> [PAGE EXTRACT]
SEATTLE — May 11, 2020 — Unprecedented collaboration and resources will be required to research and develop safe and effective vaccines for COVID-19 that can be manufactured and delivered in the scale of billions of doses to people globally.
Vaccine development often takes years. To speed up the process, Dr. Larry Corey of Fred Hutchinson Cancer Research Center, and experts at the National Institutes of Health outline a vision to create a coordinated and efficient approach to creating COVID-19 vaccines.
In a perspective published online May 11 by the journal Science, Corey and coauthors Dr. Anthony Fauci, Dr. John Mascola, and Dr. Francis Collins, share their plan for bringing together industry, government and academia to meet this urgent need. Dr. Fauci is the director of the National Institute of Allergy and Infectious diseases, part of NIH. Dr. Mascola is the director of the NIAID Vaccine Research Center, and Dr. Collins is the NIH director.

> [CHECK YOUR UNDERSTANDING]
1. Decide whether each statement below agrees with the news release. Answer yes or no for each, quoting the words of the news release that decide it. (a) The perspective appeared online in the journal Science on May 11. (b) Dr. Mascola is the NIH director. (c) Vaccine development usually takes only a few months.
2. Reproduce everything in the news release from "Vaccine development often" down to "creating COVID-19 vaccines.".

> [EXERCISE DATA]
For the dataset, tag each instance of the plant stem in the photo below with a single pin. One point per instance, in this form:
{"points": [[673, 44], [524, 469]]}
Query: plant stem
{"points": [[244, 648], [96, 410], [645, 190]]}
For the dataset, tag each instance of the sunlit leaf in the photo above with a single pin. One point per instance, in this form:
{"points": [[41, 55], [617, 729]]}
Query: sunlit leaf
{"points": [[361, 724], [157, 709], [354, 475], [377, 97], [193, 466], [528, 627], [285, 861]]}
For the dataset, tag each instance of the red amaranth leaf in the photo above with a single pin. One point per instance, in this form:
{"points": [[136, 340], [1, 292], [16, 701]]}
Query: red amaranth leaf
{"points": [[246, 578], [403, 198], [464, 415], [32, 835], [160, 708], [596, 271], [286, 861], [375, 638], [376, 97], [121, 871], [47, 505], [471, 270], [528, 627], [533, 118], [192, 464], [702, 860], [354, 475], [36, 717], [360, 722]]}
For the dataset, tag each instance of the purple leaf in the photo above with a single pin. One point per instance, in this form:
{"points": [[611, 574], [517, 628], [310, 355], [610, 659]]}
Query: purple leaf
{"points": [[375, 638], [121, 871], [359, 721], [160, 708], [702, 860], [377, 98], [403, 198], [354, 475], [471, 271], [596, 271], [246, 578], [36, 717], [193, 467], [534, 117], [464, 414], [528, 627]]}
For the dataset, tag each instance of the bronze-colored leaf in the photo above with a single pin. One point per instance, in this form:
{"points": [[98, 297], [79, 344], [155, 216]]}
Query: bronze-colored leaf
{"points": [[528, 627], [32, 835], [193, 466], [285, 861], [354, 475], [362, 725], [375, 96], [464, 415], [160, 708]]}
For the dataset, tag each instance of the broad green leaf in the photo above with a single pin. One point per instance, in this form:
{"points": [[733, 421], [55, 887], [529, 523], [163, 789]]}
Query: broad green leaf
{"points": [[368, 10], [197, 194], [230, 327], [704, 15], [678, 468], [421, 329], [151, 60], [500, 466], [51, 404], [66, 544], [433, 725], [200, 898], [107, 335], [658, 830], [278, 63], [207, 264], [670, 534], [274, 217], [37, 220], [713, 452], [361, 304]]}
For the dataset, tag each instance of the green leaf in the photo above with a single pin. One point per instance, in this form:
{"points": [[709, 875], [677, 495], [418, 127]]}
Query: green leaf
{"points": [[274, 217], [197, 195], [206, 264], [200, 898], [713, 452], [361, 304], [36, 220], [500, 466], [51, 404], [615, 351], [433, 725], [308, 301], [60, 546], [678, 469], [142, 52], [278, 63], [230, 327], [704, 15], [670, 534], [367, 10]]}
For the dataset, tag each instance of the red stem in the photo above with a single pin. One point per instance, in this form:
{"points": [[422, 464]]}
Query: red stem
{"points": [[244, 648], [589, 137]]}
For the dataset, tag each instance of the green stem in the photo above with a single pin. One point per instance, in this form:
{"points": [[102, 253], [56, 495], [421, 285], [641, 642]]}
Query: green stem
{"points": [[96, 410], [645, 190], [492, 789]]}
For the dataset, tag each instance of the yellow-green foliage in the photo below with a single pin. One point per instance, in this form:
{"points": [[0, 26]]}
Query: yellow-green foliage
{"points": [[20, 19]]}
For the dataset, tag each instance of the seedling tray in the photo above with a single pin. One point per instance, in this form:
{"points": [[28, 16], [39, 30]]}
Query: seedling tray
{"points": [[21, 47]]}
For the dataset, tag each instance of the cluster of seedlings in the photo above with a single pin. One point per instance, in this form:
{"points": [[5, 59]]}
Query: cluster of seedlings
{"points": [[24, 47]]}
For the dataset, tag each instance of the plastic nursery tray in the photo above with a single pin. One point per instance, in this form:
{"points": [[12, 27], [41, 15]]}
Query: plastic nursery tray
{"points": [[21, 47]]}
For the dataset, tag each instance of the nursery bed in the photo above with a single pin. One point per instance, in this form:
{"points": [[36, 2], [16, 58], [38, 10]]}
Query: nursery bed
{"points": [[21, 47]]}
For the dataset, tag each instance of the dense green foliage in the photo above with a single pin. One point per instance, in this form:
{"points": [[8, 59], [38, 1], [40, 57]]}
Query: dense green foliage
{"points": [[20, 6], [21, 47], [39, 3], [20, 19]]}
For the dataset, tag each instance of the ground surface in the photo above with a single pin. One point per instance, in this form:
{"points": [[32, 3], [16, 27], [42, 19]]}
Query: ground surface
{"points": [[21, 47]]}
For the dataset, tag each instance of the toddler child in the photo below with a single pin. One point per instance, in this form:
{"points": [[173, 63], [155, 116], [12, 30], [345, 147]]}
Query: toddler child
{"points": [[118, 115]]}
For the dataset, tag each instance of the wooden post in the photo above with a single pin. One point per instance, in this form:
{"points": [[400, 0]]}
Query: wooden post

> [SOLUTIONS TO THE PROBLEMS]
1.
(a) Yes: "In a perspective published online May 11 by the journal Science"
(b) No: "Dr. Mascola is the director of the NIAID Vaccine Research Center, and Dr. Collins is the NIH director."
(c) No: "Vaccine development often takes years."

2.
Vaccine development often takes years. To speed up the process, Dr. Larry Corey of Fred Hutchinson Cancer Research Center, and experts at the National Institutes of Health outline a vision to create a coordinated and efficient approach to creating COVID-19 vaccines.